Riesenportionen Eis, Schule schwänzen, abends bis in die Puppen aufbleiben. Wie gut war’s wirklich?

Lara: Das war natürlich toll, weil wir einfach machen konnten, was wir wollten. Zwar hatten wir vorher auch Freiheiten, aber es ist schon etwas anderes, wenn einem bewusst ist, dass man das Sagen hat.

Jonny: Das war schon ganz nice alles. Viel gechillter! Auf jeden Fall ein gutes Erlebnis, aber es muss auch nicht zur Gewohnheit werden. Es hatte auch Nachteile.

Nämlich welche?

Jonny: Zum Beispiel musste man den Eltern die ganze Zeit sagen, was sie machen sollen. Irgendwie ist es auch nervig, jedem sagen zu müssen: „Mach dies, mach das!“

Aber es hat euch schon auch Spaß gemacht, andere herumzukommandieren?

Lara: In manchen Momenten: Ja! Wenn meine Mutter wieder versucht hat, mir zu sagen, dass sie das an meiner Stelle ganz anders machen würde. Diese Gewissheit: Das kann sie jetzt ja sagen und finden – aber es bringt nix und hat überhaupt keine Auswirkung auf das, was passieren wird. Das war eine Genugtuung.

Erzählt mal genauer. Was habt ihr in den vier Wochen besonders ausgekostet?

Lara: Vor allem saßen wir vor dem Fernseher – wir sind von der Schule nach Hause gekommen und haben ihn eingeschaltet, davor gegessen, davor Hausaufgaben gemacht. Mein Bruder hat auch einen ausgeliehenen Nintendo zurückverlangt von dem Freund meines Vaters. Vorher durften wir damit nicht viel spielen, aber das konnte uns dann ja keiner mehr verbieten.

Aufgaben
[1] Stimmen diese Aussagen mit dem Gespräch mit Lara und Jonny überein? Antworte jeweils mit Ja oder Nein und zitiere die Worte, die den Ausschlag geben.
(a) Jonny findet, dass so eine Zeit zur Gewohnheit werden sollte.
(b) Laras Bruder hat vom Freund des Vaters einen ausgeliehenen Nintendo zurückverlangt.
(c) Die Zeit, in der die Kinder das Sagen hatten, dauerte vier Wochen.
[2] Warum hatte die Zeit für Jonny laut dem Gespräch mit Lara und Jonny auch Nachteile?
[3] Führe das Gespräch mit Lara und Jonny im gleichen Stil nach Laras letzter Antwort weiter.
Die Einträge weiter unten haben nichts mit dem Gespräch mit Lara und Jonny zu tun.

Gegebene Informationen
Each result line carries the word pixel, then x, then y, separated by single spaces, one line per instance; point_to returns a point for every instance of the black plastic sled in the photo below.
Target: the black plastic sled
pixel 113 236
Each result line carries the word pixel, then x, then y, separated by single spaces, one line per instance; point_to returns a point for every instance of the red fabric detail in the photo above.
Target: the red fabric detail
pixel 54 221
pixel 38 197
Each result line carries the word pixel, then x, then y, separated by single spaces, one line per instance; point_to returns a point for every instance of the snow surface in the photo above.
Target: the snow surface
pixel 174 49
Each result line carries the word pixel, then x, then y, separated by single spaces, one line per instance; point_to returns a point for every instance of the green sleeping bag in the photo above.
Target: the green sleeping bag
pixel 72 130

Lösungen
[1]
(a) Nein: „aber es muss auch nicht zur Gewohnheit werden“
(b) Ja: „Mein Bruder hat auch einen ausgeliehenen Nintendo zurückverlangt von dem Freund meines Vaters.“
(c) Ja: „Was habt ihr in den vier Wochen besonders ausgekostet?“

[2] Man musste den Eltern die ganze Zeit sagen, was sie machen sollen. Jonny fand es nervig, jedem „Mach dies, mach das!“ sagen zu müssen.

[3]
Jonny: Mein Papa hatte auch eine Wette verloren und musste mir ein neues Spiel dafür kaufen. Das hab ich dann eine Weile lang gesuchtet.

Dein Vater hat irgendwann ja auch heimlich den Fernseher sabotiert, weil du Serien in Dauerschleife geschaut hast.

Jonny: Ja, ich habe erst mal gedacht: „Alter, was soll der Kack?“ Ich hätte so gerne die ganze Zeit Fernsehen geguckt! Multitaskingmäßig – mit einer Hand Nintendo spielen, mit der anderen durchs Fernsehen zappen! Ich fand es aber auch ganz lustig, dass Papa mich die ganze Zeit reingelegt hat.

War doch ganz schön anstrengend, den Eltern zu sagen, wie’s läuft

Lara, dein Vater hat beschrieben, dass du die Familie geführt hast wie ein Unternehmen. Hast du dich auch wie eine Unternehmerin gefühlt?

Lara: Ja, ein bisschen wie eine Managerin. Ich habe mich oft hingesetzt und Pläne für die ganze Woche gemacht, was es zu essen gibt, was eingekauft werden muss und wann.

Bei dir gab es strikte Geldrationen und Gartenarbeit als Strafe für die ungehorsame Mutter. Meinst du, man wird mit zunehmender Verantwortung auch ein bisschen spießiger?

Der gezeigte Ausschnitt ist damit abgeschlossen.